#### Excerpted records ####

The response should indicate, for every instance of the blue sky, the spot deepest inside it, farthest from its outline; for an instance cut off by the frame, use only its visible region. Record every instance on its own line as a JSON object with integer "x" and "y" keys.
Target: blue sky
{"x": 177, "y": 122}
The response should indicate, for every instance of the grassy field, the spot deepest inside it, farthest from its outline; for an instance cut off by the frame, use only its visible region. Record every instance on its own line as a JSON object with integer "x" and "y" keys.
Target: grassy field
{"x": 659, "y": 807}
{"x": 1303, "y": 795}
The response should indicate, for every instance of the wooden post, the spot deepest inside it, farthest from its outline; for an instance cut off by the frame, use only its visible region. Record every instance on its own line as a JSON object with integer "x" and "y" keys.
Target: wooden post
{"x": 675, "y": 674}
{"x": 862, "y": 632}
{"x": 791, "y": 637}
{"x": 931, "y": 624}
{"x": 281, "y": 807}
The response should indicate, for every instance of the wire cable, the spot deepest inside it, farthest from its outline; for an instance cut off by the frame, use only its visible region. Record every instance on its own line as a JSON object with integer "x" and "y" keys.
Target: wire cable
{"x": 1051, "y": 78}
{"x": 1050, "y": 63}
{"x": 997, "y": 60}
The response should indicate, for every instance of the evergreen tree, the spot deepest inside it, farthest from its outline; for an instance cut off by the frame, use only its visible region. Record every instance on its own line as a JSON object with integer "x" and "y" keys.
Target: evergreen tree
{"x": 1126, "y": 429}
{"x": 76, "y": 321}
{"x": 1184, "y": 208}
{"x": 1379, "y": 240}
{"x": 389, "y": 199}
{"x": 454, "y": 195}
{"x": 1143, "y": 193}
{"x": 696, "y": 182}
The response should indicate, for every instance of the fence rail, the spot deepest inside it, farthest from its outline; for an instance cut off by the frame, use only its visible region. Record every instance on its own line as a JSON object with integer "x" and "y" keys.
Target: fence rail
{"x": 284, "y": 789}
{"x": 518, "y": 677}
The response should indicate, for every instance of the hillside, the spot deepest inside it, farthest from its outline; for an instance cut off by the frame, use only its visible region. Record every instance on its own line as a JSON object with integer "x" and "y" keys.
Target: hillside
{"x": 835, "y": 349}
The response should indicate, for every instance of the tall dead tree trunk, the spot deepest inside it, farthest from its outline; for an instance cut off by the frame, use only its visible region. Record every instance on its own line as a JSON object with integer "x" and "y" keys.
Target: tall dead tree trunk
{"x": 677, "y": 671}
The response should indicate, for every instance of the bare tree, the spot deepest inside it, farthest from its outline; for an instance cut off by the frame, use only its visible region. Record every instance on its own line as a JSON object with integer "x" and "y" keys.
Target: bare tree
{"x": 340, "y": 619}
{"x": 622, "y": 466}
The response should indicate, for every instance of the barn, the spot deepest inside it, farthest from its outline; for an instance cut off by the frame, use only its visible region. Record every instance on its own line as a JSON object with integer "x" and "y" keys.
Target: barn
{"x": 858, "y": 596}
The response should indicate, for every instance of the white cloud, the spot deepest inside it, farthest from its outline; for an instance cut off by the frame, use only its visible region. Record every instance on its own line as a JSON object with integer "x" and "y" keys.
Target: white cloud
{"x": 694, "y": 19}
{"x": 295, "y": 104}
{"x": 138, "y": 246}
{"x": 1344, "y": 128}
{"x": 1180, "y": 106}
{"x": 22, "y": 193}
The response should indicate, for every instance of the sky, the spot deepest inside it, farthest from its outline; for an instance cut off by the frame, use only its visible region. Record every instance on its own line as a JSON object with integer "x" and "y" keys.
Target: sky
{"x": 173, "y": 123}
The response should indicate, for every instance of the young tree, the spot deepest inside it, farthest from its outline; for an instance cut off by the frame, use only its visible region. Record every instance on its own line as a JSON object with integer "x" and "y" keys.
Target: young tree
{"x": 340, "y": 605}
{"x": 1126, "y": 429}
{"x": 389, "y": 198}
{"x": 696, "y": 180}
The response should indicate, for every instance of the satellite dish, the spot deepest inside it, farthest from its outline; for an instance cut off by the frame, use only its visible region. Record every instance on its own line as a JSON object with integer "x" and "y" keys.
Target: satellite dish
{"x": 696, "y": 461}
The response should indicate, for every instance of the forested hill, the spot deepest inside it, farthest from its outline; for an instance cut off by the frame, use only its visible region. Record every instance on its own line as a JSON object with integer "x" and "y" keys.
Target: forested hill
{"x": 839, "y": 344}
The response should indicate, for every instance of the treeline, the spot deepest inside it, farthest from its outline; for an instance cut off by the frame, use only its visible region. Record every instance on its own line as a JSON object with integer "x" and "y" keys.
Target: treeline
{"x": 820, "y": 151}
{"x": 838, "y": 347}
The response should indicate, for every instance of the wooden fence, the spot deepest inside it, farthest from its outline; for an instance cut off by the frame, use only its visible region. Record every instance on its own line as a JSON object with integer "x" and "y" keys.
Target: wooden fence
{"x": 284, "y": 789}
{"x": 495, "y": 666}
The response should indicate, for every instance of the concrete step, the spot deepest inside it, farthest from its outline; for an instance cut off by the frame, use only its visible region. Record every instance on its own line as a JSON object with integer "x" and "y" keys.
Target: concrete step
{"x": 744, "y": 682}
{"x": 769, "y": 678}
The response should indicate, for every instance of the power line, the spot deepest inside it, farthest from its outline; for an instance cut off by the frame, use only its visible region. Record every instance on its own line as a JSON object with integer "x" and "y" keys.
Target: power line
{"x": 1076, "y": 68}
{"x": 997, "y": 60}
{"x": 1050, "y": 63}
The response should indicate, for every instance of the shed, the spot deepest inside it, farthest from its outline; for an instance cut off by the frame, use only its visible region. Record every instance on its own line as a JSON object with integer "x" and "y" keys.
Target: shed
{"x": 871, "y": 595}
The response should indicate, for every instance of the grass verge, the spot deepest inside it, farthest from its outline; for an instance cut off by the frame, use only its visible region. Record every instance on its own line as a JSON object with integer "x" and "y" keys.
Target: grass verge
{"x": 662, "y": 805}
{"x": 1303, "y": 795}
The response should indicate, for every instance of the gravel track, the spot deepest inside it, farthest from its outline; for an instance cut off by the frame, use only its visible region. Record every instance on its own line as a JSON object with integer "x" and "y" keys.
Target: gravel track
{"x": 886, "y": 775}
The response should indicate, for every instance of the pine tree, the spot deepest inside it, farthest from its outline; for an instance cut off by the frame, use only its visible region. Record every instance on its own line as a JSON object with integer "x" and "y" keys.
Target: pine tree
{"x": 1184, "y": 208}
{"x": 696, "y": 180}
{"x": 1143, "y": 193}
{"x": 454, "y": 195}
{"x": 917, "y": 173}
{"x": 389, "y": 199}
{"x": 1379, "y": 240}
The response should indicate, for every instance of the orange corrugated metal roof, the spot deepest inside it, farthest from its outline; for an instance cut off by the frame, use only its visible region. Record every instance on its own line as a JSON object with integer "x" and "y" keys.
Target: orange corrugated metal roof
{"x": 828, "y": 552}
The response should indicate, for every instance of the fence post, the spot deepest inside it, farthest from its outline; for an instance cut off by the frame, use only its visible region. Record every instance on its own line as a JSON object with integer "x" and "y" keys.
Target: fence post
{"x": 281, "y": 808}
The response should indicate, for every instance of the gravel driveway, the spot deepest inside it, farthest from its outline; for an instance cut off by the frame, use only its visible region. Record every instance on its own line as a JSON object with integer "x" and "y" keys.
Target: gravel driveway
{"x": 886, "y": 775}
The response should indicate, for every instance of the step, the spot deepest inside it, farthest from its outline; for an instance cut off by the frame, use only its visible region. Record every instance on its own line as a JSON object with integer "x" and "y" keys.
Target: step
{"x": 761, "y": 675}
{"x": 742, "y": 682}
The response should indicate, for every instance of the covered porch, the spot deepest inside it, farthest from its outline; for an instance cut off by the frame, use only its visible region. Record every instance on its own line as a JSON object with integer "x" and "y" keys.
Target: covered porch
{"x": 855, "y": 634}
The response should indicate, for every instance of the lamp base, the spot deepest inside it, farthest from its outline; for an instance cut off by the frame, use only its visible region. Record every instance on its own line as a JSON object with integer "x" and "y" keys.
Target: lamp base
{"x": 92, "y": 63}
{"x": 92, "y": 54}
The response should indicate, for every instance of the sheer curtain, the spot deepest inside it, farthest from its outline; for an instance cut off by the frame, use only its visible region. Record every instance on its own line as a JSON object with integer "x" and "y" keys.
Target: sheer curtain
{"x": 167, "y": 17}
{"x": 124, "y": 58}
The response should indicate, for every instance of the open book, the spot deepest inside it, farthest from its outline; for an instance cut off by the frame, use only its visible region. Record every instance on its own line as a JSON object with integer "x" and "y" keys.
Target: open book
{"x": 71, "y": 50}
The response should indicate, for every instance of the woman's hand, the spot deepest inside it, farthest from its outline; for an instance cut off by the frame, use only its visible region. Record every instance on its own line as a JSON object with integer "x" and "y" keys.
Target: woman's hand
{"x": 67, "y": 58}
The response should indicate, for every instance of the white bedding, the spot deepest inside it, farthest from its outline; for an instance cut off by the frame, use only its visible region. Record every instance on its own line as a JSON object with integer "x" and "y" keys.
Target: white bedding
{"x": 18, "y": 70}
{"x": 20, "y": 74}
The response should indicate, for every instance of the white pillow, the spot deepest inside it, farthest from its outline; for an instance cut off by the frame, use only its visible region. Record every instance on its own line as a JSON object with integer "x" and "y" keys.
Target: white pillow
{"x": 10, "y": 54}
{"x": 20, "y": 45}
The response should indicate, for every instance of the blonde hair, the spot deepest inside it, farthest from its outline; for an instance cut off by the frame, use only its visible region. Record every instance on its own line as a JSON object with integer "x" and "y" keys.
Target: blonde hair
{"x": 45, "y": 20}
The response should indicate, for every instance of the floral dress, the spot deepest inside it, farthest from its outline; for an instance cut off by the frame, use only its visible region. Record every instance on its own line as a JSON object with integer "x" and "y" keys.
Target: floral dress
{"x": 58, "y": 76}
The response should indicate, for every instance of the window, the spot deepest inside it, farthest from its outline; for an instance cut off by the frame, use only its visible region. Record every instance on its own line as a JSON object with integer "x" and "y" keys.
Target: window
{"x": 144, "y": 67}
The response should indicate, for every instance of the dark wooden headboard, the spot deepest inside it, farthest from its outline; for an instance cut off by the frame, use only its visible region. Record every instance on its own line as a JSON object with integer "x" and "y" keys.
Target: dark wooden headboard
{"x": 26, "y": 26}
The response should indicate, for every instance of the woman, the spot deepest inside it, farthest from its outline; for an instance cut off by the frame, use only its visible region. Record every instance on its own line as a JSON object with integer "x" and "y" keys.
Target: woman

####

* [Work item] Write out exactly the lines from the line containing "the window, the" to the end of the listing above, both included, and nothing else.

* [Response for this exercise]
The response should indicate, for every instance of the window, the spot deepest inside it, farthest from its outline; for an instance cut off by the frame, use only its visible region. Record every instance on its own line as a JSON object with integer "x" and "y" keys.
Target: window
{"x": 144, "y": 67}
The response should indicate, for every instance of the dark wooden headboard, the spot deepest inside it, farthest from its outline; for an instance cut off by the frame, use only its visible region. Record every instance on its own line as a JSON object with integer "x" and "y" keys.
Target: dark wooden headboard
{"x": 26, "y": 26}
The response should indicate, for every instance of the woman, the spot deepest inside it, farthest from its outline; for an instance cut off by the frame, use only its visible region. Record every instance on its own line as a JSON object with integer "x" and "y" keys.
Target: woman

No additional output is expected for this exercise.